## Task details
Below are the entries; transcribe them exactly and drop every picture.

## Records for this exercise
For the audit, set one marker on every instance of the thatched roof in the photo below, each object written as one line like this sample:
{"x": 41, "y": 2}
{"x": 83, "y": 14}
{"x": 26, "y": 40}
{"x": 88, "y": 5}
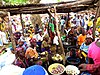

## Result
For the audit, set one marker on every instance of the thatched roof in the photo below, each object written as one line like this sample:
{"x": 41, "y": 2}
{"x": 83, "y": 14}
{"x": 26, "y": 40}
{"x": 88, "y": 5}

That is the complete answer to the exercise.